*** Extracted text ***

Amanda Seyfried returns to musicals with "The Testament of Ann Lee" And it's not what you expect
Mother Ann Lee was among the first female religious leaders in history. She was born on February 29, a fateful date for a woman destined to live an extraordinary life. A pillar of the Shakers religious movement, her story comes to life on the big screen at the 82nd edition of the Venice Film Festival, where director and screenwriter Mona Fastvold, alongside her artistic and life partner Brady Corbet, narrates her birth, rise, and eventual death. For the gestures of the Shaker faith, their way of reaching God and atoning for sins through bodily movements and the obsessive swaying of arms and legs, the filmmaker could only choose to create a musical, shaping true choreographies of liturgical songs with mellifluous repetitions and frenzied dances that eventually find order in steps of movement.
"The Testament of Ann Lee" arrives in Venice 2025: the review
Fastvold’s passions resurface in her "The Testament of Ann Lee", which infuses her third film behind the camera with her past as a performing artist, deeply connected to the world of dance. It is a brilliant intuition to recount true events through one of cinema’s most foundational genres, perfectly suited to a religion that used the body as a tool to purge evil and draw closer to God. Yet it is also the only stroke of genius, truth be told. While she declared her desire to give space to a female figure who managed to lead an entire community, the film ultimately flattens out in a monotonous script, failing to match the feverish vibrations of the faithful and the mature, inspired direction of Mona Fastvold.
A grandiose package, a meticulous staging that recreates a bygone era, and within it a story of explosive potential that ultimately implodes. This is Fastvold and Corbet’s choice: perhaps believing it would be too easy to fall into morbid sensationalism or fervent fanaticism, they instead chose to retell the events with flatness, punctuated only occasionally by visions and divine flashes that inspired the Shaker creed—from the renunciation of all carnal pleasures to the urge to cross the ocean and begin converting future American followers. Only in depicting those who opposed her does the film find deeper, more compelling ground: the all-too-familiar transformation that quickly turns a saint into a witch. The discomfort of a community confronted with a woman in power, even if it was of a faith that had little to do with their own.
Amanda Seyfried is credible but not convincing
The contrast is stark, from the orgiastic trances of the celibate community to the hollow rigor of the screenplay. And although actress Amanda Seyfried portrays Ann Lee as both possessed and devoutly strict in her role as Mother, both fervent and immovable in the conduct demanded of the Shakers, she remains a leader difficult to follow, though interpreted with credible conviction by Seyfried herself. With this role, she expands her repertoire of musicals, from the popular cult "Mamma Mia!" to the historical reconstruction of "Les Misérables", and now to the sublimation of contemporary dance in "The Testament of Ann Lee". It is the story of a guide who does not always find direction, yet keeps searching to the rhythm of music set to the score of the talented Daniel Blumberg.

*** End of Extracted text ***
*** Data provided ***

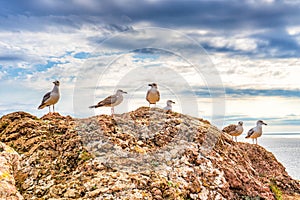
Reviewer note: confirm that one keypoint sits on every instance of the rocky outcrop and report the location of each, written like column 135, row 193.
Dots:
column 9, row 160
column 144, row 154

*** End of Data provided ***

How to complete this task:
Rewrite the review from "A grandiose package, a" up to and including "with their own.", changing "grandiose" to "lavish". The data plays no part in this work.

Answer to this exercise:
A lavish package, a meticulous staging that recreates a bygone era, and within it a story of explosive potential that ultimately implodes. This is Fastvold and Corbet’s choice: perhaps believing it would be too easy to fall into morbid sensationalism or fervent fanaticism, they instead chose to retell the events with flatness, punctuated only occasionally by visions and divine flashes that inspired the Shaker creed—from the renunciation of all carnal pleasures to the urge to cross the ocean and begin converting future American followers. Only in depicting those who opposed her does the film find deeper, more compelling ground: the all-too-familiar transformation that quickly turns a saint into a witch. The discomfort of a community confronted with a woman in power, even if it was of a faith that had little to do with their own.